▶ **Set task**:
Exactly as written, retype the listing below, omitting the pictures.

— Start —

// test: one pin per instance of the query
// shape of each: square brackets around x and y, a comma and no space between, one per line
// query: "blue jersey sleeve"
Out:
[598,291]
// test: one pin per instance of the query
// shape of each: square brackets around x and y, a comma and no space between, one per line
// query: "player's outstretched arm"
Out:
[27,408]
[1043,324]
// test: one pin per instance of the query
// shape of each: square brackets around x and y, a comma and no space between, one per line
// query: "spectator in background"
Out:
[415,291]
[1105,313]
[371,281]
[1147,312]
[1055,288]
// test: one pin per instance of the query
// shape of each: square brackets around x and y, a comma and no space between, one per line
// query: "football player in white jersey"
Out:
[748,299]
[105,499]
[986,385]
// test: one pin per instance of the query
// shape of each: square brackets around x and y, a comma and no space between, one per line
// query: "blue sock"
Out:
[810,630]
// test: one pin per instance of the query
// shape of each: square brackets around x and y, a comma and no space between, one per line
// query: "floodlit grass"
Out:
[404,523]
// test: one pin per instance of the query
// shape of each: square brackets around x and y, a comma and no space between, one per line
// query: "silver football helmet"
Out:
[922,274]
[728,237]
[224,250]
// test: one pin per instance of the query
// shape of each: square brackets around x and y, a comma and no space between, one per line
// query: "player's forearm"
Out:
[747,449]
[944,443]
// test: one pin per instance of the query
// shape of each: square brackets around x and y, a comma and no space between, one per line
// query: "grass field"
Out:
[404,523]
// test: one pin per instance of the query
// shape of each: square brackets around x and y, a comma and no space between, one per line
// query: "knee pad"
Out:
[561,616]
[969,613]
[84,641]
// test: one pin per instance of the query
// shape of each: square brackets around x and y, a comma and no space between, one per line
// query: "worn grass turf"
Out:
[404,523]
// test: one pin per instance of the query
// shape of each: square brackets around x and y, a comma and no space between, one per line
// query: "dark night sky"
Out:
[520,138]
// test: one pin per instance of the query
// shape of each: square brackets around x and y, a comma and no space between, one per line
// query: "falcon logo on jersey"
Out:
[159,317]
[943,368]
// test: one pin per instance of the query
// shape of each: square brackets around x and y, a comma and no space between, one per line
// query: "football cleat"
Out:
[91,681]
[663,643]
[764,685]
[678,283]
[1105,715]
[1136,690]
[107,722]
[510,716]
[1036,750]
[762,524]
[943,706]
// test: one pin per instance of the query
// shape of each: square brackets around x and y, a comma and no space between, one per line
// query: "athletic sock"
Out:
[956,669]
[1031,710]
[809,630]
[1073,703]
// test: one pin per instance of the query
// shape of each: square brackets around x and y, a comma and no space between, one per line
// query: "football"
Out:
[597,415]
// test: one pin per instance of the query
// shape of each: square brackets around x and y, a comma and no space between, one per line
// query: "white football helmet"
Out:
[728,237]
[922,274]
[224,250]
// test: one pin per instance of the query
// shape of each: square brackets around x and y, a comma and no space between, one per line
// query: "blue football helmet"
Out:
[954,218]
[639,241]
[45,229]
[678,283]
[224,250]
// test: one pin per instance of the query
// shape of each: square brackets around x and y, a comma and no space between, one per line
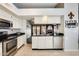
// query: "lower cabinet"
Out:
[58,42]
[42,42]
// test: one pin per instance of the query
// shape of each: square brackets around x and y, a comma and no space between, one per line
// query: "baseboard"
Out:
[46,49]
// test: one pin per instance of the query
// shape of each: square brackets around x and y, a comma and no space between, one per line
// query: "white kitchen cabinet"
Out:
[54,20]
[42,42]
[20,41]
[34,42]
[58,42]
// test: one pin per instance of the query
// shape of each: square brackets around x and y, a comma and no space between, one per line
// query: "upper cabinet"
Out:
[54,20]
[47,20]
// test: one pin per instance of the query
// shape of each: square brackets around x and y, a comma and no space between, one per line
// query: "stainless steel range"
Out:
[9,46]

— End —

▶ **Final answer**:
// test: one pin per instance of the query
// shape of each: square brackets around x and y, a comma and no space between, one per line
// query: "blue jersey sleeve"
Out:
[598,291]
// test: one pin per instance of the query
// shape of each: square brackets around x and y, a comma and no space between, one per line
// query: "player's outstretched arm"
Out:
[27,408]
[1043,324]
// test: one pin per instance of the query
// shape of each: square brackets around x and y, a comma and no space between, one per line
// query: "spectator in background"
Out:
[415,291]
[1105,313]
[371,281]
[1147,312]
[1055,288]
// test: one pin per instance of the query
// shape of each: square brackets around x and y, a comma and no space between, one per line
// query: "football player in white jersey"
Out:
[748,299]
[105,499]
[986,385]
// test: one pin per instance of the query
// shape of each: square brackets around x and y, a comma and no space between, one per line
// query: "blue sock"
Out:
[810,630]
// test: one pin per instance of the query
// shape of each: square brackets around x and y, a comma and no space between, one per line
// query: "floodlit grass"
Out:
[404,523]
// test: one pin per instance of the query
// shape of each: square brackets around x and y, a comma and no space between, one per line
// query: "silver football helmet"
Out:
[922,274]
[728,237]
[224,250]
// test: one pin per instance of the query
// shape of each: square brackets around x and y, a comma and no space between, one per line
// query: "player's forearm"
Out:
[747,449]
[944,443]
// test: one pin per instance of the query
// shape of each: square brackets around x and y, a comma and no space between, one per line
// query: "grass field"
Out:
[404,523]
// test: one pin per instance of the query
// shape of each: square brackets around x and y, a comma and no space between, one per line
// query: "knee pad"
Out:
[561,616]
[969,613]
[84,641]
// test: one pin per instance of the query
// shape of each: square brackets around x and y, a comma and no space between, one per line
// query: "worn grass turf"
Out:
[404,523]
// test: one pin per instance of the query
// shape of each: square brackets around x and y, a comma and no space between, one per line
// query: "dark night sky"
Out:
[520,138]
// test: one pin per instance of the query
// shape of each: square brackets around x and y, a comma and no space between, one per line
// query: "falcon logo on jersey"
Out:
[159,317]
[943,368]
// test: one pin per instance of the query
// shape of each: square brackets around x and y, a comma and no space between, one per line
// query: "football cleat"
Out:
[91,681]
[663,643]
[764,685]
[678,283]
[1105,715]
[1136,690]
[107,722]
[510,716]
[1036,750]
[762,524]
[943,706]
// test: one pin per instance of the query
// shape of each: square brackets around x and y, a comma and no space between, one per line
// query: "athletic sock"
Out:
[956,669]
[1031,710]
[809,630]
[1073,703]
// test: one pin per instance of the query
// shape of each: square brackets around x and y, a comma and no space between, one per line
// query: "football"
Out:
[597,415]
// test: one pin per instance of the query
// shape of each: square brackets around x and y, a comma and no space between, one per line
// query: "white football helmet"
Out:
[728,237]
[922,274]
[224,250]
// test: one pin per instance of the query
// shape of each: square brackets around x and y, a comma and no space between, one per line
// query: "blue football helmet"
Out:
[954,218]
[639,241]
[45,229]
[678,283]
[224,250]
// test: one pin per instance of the query
// shape of each: square brackets around x and y, a comma and no space between, one per line
// query: "lower cabinet"
Out:
[58,42]
[42,42]
// test: one pin per instance of the query
// shape of each: square brackets around x and y, a comma and no space between, one per line
// query: "baseboard"
Out:
[46,49]
// test: one pin per instance of the query
// shape of each: square brackets around x and y, a comma and no space between, one per line
// query: "white kitchen cabinet"
Out:
[54,20]
[42,42]
[20,41]
[34,42]
[58,42]
// test: one pin per instance of the query
// shape of each: square brackets around x and y, a comma and no space between, one per line
// query: "upper cabinet"
Out:
[54,20]
[47,20]
// test: one pin per instance of the query
// shape of each: square brackets around x and y, a comma and no space between, one per line
// query: "stainless steel range"
Out:
[9,46]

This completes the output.